Character vector with a row variable used to categorize the row total.
Note that this is only used if row total(s) is/are requested via rowVarTotalInclude, and this variable should also be included in rowVar. This can be specified also for a specific row variable if the vector is named.
For example: c(ADECOD = "AESEV") to compute total by severity for row adverse event term in a typical adverse event count table (by System Organ Class and Adverse Event Term).

rowVarTotalInSepRow

Character vector with rowVarTotalInclude (not in rowVarInSepCol) for which the total should be included in a separated row labelled 'Total'. Otherwise (by default) the total is included in the header row of each category.

rowTotalLab

(flextable output) string with label for the row with total.

rowInclude0

Logical, if TRUE (FALSE by default), include rows with no records, based on all combinations of the rowVar (assuming nested variable(s)).

rowAutoMerge

(flextable output) Logical, if TRUE (by default) automatically merge rows, e.g. in case there is only one sub-category (e.g. categorical variable with only one group) or only one statistic per category.

emptyValue

String with placeholder used to fill the table for missing values, '-' by default. This value is typically used e.g. if not all statistics are computed for all specified row/col/var variables.

rowVarTotalPerc

Character vector with row variables by which the total should be computed for the denominator for the percentage computation. By default the total is only computed only by column (NULL by default). If the total should be based on the total number of records per variable, rowVarTotalPerc should be set to 'variable'.

Exercise set »
a - Transcribe the table-argument reference word for word, everything from "(flextable output) Logical, if" down to "specified row/col/var variables.".
b - Extend the table-argument reference past its final entry, writing the next part in the same style.
The items after this point come from a separate source.

Stored records »
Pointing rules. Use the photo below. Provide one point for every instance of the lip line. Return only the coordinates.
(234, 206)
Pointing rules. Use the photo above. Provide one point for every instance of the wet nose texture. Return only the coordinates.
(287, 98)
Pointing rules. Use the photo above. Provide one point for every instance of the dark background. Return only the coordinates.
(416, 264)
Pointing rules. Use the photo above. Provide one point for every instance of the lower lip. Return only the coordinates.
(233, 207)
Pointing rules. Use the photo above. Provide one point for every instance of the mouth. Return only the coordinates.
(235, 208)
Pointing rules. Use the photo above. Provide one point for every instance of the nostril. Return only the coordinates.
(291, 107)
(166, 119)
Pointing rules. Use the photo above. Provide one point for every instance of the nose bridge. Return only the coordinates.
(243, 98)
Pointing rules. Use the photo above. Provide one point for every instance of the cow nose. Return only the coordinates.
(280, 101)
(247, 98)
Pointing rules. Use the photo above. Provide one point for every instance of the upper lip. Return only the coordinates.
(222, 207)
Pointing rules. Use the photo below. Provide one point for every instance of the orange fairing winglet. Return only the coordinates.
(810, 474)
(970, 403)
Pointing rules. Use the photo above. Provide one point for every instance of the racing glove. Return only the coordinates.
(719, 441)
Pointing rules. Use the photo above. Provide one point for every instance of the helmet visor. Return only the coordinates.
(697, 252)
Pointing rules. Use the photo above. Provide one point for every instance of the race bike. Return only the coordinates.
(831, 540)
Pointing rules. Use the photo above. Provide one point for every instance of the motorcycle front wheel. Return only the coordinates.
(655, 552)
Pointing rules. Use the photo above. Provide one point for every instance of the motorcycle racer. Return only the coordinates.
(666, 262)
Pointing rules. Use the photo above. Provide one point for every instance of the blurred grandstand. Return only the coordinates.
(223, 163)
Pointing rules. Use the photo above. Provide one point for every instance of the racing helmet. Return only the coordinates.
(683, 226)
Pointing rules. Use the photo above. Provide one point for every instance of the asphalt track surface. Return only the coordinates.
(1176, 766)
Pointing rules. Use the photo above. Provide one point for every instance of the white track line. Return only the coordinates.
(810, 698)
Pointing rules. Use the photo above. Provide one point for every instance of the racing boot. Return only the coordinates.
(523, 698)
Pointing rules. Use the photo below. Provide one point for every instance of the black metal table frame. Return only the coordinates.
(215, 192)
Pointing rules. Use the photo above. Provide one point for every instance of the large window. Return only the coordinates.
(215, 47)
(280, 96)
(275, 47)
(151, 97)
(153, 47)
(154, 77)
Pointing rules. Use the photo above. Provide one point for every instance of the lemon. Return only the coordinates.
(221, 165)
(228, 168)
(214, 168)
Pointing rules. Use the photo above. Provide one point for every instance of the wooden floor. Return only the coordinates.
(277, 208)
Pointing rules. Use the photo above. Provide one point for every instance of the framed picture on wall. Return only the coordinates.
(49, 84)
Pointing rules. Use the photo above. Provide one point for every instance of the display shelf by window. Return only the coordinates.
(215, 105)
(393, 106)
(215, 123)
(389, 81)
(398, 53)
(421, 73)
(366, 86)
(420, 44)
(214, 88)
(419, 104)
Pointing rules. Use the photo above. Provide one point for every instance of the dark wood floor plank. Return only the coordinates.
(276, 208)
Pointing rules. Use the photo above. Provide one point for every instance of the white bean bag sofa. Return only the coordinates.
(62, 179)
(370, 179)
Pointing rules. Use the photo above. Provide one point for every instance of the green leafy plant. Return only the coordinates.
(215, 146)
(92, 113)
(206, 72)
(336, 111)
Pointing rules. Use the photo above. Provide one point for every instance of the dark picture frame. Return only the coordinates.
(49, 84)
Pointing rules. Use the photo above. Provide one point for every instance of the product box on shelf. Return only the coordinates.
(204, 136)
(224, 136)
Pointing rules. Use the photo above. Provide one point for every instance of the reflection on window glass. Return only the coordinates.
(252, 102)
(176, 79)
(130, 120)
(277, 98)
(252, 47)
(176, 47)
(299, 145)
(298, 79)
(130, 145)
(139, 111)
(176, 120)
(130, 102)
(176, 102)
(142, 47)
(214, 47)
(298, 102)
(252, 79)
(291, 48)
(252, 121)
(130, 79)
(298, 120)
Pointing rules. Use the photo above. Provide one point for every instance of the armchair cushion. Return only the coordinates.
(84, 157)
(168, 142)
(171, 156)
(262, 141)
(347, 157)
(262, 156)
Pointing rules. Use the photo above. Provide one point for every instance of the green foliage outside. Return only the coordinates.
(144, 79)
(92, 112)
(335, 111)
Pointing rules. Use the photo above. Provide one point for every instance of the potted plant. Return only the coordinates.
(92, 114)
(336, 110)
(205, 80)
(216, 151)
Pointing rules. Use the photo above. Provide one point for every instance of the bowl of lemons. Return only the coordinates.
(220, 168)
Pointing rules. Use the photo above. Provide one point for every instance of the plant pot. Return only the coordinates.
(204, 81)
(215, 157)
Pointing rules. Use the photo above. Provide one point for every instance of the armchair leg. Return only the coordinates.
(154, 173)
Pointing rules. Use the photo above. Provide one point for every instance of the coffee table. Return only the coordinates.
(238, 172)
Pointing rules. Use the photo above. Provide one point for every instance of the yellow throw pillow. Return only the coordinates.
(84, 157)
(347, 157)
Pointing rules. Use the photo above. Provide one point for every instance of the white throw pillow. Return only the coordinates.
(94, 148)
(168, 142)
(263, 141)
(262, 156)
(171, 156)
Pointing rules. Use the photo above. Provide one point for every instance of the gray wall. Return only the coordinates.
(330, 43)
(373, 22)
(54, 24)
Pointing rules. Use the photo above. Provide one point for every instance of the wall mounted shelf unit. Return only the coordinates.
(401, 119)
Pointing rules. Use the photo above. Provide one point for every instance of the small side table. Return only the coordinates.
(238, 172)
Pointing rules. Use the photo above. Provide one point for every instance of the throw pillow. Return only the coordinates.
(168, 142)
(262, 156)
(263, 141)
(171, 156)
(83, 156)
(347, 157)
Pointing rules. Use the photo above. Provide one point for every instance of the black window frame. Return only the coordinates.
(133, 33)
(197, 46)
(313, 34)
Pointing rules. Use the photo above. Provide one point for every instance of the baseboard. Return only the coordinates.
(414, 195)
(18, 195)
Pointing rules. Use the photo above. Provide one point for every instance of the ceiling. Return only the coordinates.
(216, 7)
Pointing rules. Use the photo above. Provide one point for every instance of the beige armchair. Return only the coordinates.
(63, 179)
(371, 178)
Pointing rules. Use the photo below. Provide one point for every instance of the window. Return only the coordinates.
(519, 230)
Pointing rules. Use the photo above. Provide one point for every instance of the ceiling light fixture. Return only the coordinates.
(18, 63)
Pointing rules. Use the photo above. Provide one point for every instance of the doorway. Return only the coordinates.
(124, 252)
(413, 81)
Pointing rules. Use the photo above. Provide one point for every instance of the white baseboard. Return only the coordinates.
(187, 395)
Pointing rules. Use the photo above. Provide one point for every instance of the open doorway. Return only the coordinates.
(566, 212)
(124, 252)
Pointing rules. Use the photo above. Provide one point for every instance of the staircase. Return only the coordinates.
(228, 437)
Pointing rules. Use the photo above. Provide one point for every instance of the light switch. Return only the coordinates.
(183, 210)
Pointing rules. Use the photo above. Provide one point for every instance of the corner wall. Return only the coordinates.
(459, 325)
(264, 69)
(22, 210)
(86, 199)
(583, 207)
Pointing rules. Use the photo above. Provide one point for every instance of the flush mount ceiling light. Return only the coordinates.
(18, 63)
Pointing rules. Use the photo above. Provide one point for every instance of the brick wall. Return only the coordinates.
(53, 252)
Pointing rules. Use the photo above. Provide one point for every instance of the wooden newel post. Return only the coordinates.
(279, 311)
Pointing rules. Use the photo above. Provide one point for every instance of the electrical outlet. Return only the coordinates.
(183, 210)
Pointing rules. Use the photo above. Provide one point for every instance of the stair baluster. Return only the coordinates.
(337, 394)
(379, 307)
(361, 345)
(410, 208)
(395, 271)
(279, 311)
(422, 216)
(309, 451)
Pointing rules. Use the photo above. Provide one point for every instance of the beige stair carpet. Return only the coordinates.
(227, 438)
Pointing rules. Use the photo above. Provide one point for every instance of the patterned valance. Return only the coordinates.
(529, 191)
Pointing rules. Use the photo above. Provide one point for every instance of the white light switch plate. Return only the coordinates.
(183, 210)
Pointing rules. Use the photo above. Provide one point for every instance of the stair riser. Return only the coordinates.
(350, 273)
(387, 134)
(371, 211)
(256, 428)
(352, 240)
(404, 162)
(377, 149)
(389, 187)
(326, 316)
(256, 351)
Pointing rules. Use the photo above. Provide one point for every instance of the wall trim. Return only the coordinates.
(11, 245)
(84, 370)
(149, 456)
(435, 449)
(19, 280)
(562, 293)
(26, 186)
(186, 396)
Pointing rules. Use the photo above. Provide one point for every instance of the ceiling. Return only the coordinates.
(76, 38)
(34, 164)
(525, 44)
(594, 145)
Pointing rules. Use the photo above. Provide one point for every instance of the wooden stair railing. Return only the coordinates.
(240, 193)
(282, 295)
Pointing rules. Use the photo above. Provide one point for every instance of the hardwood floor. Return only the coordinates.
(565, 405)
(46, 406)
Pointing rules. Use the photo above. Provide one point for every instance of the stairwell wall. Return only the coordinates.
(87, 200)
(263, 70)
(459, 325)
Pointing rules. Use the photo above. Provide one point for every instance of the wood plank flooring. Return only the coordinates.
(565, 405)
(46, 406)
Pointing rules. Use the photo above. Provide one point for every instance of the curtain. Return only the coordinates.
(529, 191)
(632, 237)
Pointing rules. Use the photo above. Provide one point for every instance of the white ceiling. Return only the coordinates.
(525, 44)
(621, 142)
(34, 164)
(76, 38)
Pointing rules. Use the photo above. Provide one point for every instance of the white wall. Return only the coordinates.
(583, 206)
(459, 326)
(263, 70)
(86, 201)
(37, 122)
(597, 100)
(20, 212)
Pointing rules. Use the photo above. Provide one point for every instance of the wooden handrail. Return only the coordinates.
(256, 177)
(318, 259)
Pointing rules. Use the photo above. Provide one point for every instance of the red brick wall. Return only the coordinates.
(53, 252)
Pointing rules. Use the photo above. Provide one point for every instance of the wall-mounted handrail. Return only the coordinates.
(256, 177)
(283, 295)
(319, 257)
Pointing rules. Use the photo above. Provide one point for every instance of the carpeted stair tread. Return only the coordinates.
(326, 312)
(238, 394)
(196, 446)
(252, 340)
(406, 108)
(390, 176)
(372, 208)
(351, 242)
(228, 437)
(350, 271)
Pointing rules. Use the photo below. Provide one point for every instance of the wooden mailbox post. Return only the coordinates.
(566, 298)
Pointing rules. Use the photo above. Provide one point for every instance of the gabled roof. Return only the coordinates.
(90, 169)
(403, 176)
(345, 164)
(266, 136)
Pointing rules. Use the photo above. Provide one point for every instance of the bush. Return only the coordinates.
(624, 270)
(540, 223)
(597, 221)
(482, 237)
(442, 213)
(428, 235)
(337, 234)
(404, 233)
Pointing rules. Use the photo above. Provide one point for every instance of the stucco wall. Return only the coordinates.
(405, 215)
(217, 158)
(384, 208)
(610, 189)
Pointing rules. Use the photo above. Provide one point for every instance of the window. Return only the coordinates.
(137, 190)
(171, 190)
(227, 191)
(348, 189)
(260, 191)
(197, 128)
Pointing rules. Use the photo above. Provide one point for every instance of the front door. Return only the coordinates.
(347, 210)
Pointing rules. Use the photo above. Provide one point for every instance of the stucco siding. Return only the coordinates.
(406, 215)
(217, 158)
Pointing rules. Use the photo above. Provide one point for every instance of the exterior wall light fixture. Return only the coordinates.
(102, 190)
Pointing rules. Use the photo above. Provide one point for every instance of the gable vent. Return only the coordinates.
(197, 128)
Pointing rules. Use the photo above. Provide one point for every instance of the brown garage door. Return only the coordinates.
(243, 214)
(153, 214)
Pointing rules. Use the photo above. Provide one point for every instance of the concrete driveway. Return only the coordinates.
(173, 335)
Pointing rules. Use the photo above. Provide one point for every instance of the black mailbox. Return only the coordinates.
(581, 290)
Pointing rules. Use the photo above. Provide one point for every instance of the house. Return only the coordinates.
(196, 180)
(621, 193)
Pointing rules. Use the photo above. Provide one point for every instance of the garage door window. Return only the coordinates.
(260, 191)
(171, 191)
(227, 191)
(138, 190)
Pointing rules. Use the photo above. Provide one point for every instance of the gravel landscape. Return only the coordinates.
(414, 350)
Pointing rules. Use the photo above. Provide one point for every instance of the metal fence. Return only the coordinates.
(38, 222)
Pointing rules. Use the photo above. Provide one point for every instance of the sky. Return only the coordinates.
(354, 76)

Answers for the tasks »
a -
(flextable output) Logical, if TRUE (by default) automatically merge rows, e.g. in case there is only one sub-category (e.g. categorical variable with only one group) or only one statistic per category.

emptyValue

String with placeholder used to fill the table for missing values, '-' by default. This value is typically used e.g. if not all statistics are computed for all specified row/col/var variables.

b -
colVar

Character vector with variable(s) to be included in columns. If multiple variables are specified, the variables should be sorted in hierarchical order, and are included in multi-columns layout.
Use: 'variable' to include the variables to summarize: var (if multiple) in different columns.

colVarTotal

String with column(s) considered to compute the total by, reported in the header of the table, by default same as colVar. Use: 'variable' to compute total by var (if multiple).

colVarTotalPerc

String with column(s) considered to compute the total by, used as denominator for the percentage computation, by default same as colVarTotal. Use: 'variable' to compute total by var (if multiple).

colInclude0

Logical, if TRUE (FALSE by default), include columns with no records, based on all combinations of the columnVar (assuming nested variable(s)). If variable(s) are not nested, possible combinations can be specified via colVarDataLevels.

colVarDataLevels

Data.frame with unique combinations of colVar to be included in columns. Each column should correspond to colVar and as factor if the elements should be ordered in the final table.

colTotalInclude

Logical, if TRUE (FALSE by default) include the summary statistics across columns in a separated column.

colTotalLab

String, label for the total column 'Total' by default.

stats

(optional) Statistic(s) of interest to compute, either:

string with the name of a default set of statistics available in the package, see section 'Formatted statistics' in in-text table statistics.
See the corresponding type parameter of the getStatsData for more information on how the statistic is internally extracted.
(expert mode) named list of language object (see is.language) of base summary statistics of interest, see section: 'Base statistics' in in-text table statistics.
The names are reported in the header.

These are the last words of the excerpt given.